- [Referring expression grounding data]:
↓↓↓
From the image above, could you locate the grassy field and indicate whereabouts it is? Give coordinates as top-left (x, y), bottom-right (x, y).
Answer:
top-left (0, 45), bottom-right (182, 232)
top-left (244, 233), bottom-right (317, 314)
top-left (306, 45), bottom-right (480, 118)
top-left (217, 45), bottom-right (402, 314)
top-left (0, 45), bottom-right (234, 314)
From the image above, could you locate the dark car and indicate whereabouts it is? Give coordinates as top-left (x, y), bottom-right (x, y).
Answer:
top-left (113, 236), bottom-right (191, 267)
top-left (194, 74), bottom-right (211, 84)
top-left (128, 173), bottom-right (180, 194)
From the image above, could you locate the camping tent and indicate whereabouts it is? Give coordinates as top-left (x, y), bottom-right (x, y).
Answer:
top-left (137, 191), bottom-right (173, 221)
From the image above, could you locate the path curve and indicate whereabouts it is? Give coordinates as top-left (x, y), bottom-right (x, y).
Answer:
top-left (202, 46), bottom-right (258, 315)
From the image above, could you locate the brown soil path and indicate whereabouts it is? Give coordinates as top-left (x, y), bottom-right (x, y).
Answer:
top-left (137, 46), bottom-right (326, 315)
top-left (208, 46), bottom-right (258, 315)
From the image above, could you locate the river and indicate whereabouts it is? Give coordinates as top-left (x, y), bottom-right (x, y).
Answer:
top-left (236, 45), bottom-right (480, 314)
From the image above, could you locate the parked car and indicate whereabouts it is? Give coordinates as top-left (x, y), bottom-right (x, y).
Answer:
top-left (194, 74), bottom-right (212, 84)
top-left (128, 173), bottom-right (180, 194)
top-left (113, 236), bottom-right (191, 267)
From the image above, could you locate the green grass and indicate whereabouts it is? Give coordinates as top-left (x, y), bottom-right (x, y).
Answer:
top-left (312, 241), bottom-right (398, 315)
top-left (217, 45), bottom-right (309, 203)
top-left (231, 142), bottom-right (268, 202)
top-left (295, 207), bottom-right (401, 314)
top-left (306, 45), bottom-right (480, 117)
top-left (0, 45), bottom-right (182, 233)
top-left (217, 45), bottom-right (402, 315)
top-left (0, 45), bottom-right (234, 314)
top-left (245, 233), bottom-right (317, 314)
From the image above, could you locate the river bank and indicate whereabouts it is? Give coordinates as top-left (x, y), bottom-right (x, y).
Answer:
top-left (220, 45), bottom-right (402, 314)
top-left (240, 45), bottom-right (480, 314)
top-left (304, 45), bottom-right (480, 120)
↑↑↑
- [WHAT YOU WILL DO]: Select the lines from the entries that include the word "path".

- [SOLUTION]:
From the image above, could you locate the path curve and indicate whereabouts it is? Give coordinates as top-left (x, y), bottom-right (x, y).
From the image above, could you locate the brown soil path and indicate whereabouts it is? Give coordinates as top-left (x, y), bottom-right (x, y).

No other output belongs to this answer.